[Opening DATA TO USE section]

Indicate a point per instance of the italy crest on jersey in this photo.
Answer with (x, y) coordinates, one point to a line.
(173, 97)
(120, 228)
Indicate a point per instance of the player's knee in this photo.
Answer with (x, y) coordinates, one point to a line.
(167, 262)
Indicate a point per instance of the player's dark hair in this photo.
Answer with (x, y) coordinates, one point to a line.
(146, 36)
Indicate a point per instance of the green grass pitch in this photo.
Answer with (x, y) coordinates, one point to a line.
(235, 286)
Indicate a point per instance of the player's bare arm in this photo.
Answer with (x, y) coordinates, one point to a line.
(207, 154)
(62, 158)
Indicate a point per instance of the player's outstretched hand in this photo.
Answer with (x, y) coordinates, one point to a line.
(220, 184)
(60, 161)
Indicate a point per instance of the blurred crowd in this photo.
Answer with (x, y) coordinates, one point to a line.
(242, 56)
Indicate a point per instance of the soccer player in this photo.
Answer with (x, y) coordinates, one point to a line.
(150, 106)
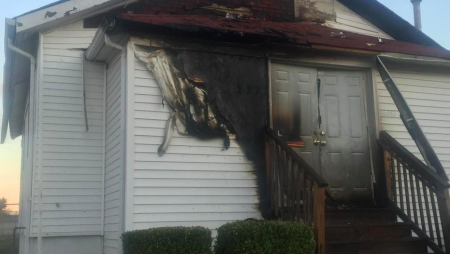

[Closing DATA TO USE section]

What lines hold the string "player"? Pick them out of the data.

Indicate a point per instance of the player's knee in this photo.
Indicate a point per instance of the player's dark hair in this photo.
Indicate a point per instance of the player's bare arm in this photo.
Indicate a point per instance of the player's outstretched hand in this photo.
Indicate a point per instance of the soccer player in this photo.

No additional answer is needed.